Why American films have ignored life under communism.

(Page 3 of 3)

Studio bosses, fearful of bad publicity, announced that they would indeed fire communists, which they had previously refused to do. This was the beginning of the blacklist, Hollywood's version of the conflict of our time, enshrined in such films as The Front (1976), starring Woody Allen and Zero Mostel and written by Walter Bernstein, and the star-studded but bland Guilty by Suspicion (1991). Viewers of such fare could easily conclude that communism scarcely existed except as a source of boundless optimism in the hearts of the country's most creative writers. Much the same message emerged from Julia, the 1977 Jane Fonda vehicle based on an autohagiographical memoir by Lillian Hellman.

Over the years, a number of book-length accounts have taken up the cause, some written by relatives of the blacklisted, invoking "inquisition" and "red scare" in their titles and bristling with terms such as witch-hunt and McCarthyite. The senator from Wisconsin, it should be noted, played no role in Hollywood, whose anti-communists, mostly liberal Democrats, found him an impediment to their cause.

__DATASET__
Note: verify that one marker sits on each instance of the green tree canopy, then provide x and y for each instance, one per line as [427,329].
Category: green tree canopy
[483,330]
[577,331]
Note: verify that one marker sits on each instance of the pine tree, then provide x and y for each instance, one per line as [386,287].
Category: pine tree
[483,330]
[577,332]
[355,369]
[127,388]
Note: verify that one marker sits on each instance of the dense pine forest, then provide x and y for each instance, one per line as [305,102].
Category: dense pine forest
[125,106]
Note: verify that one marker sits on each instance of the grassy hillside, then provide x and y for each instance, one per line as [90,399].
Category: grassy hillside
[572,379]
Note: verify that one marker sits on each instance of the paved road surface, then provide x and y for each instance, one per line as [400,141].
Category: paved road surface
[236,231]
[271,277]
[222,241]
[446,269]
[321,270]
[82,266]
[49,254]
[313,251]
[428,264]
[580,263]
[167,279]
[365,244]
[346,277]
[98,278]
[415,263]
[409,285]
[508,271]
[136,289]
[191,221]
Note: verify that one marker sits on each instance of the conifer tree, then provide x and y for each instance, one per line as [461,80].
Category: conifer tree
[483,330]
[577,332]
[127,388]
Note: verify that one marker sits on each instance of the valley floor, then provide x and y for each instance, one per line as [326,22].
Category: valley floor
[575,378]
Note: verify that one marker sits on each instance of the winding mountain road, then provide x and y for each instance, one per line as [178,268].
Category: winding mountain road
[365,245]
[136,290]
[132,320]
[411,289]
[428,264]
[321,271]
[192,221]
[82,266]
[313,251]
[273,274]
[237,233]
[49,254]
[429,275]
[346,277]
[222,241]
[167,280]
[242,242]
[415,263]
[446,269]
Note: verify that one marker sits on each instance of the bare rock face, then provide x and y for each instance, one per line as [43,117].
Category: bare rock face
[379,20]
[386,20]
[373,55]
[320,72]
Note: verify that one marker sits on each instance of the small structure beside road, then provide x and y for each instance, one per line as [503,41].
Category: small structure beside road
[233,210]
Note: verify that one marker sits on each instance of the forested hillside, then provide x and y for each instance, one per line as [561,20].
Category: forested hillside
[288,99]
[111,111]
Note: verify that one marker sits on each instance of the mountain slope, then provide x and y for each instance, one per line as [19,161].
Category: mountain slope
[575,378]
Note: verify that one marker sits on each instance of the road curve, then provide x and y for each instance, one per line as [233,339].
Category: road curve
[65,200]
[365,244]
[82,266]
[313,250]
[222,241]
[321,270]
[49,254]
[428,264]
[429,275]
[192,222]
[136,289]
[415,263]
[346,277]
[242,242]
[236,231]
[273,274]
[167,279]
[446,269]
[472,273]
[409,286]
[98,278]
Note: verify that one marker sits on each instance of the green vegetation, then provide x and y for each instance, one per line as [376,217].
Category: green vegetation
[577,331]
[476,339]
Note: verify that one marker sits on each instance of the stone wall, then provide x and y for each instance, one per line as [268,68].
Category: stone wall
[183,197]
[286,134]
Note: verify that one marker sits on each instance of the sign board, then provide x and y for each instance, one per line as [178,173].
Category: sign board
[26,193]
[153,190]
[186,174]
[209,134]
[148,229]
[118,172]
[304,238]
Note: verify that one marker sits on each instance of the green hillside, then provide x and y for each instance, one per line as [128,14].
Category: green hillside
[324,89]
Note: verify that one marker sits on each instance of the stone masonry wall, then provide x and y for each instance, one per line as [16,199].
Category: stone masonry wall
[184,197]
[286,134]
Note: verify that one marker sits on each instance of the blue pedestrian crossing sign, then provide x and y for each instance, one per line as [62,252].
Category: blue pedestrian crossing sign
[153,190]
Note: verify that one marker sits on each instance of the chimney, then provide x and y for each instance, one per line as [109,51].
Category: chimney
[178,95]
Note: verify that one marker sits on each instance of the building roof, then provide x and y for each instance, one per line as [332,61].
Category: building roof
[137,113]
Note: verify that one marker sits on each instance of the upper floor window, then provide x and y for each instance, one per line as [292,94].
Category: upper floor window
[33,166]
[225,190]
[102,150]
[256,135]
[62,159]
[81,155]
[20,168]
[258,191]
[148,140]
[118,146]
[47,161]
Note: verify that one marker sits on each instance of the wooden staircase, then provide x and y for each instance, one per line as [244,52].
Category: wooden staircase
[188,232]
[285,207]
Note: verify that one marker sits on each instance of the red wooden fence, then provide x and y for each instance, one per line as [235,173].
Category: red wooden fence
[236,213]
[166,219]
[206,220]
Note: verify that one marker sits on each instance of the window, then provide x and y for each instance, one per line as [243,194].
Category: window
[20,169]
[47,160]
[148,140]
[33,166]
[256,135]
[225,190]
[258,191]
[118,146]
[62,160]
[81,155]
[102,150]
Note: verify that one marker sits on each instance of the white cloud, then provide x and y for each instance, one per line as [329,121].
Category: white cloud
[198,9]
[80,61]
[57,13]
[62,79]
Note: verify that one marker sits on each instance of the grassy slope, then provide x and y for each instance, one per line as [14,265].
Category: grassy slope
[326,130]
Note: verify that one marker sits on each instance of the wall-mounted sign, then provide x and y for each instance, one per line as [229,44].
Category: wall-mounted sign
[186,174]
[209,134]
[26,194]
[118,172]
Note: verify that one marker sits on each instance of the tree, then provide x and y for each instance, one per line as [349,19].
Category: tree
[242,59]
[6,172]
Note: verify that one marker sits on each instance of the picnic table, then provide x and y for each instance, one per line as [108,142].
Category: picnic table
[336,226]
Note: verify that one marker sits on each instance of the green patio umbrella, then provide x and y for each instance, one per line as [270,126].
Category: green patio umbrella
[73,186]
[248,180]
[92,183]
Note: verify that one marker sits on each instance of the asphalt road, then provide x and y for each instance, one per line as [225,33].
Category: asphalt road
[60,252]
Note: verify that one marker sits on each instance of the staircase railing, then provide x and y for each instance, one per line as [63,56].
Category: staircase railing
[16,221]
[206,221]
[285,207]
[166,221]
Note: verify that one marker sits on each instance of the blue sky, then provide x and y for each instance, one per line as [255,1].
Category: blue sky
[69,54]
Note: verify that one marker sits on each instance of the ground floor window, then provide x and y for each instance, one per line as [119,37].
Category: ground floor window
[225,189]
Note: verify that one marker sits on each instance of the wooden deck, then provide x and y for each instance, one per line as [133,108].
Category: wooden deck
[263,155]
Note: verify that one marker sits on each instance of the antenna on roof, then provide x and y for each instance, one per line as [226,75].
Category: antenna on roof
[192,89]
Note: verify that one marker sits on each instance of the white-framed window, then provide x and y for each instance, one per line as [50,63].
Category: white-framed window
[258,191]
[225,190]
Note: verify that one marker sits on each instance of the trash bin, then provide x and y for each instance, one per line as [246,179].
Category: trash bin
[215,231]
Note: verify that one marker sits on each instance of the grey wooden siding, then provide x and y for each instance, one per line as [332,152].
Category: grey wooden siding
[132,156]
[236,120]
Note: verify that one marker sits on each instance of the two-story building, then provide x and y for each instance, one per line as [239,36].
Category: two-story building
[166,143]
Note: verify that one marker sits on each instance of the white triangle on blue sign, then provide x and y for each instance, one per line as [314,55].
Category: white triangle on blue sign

__WRITTEN PROBLEM__
Answer these questions from the passage above about Hollywood and communism:
(a) Which 1976 film starring Woody Allen and Zero Mostel is named?
(b) Whose memoir was the 1977 film Julia based on?
(c) What were Hollywood's anti-communists mostly, politically?

__EXERCISE OUTPUT__
(a) The Front
(b) Lillian Hellman's
(c) Liberal Democrats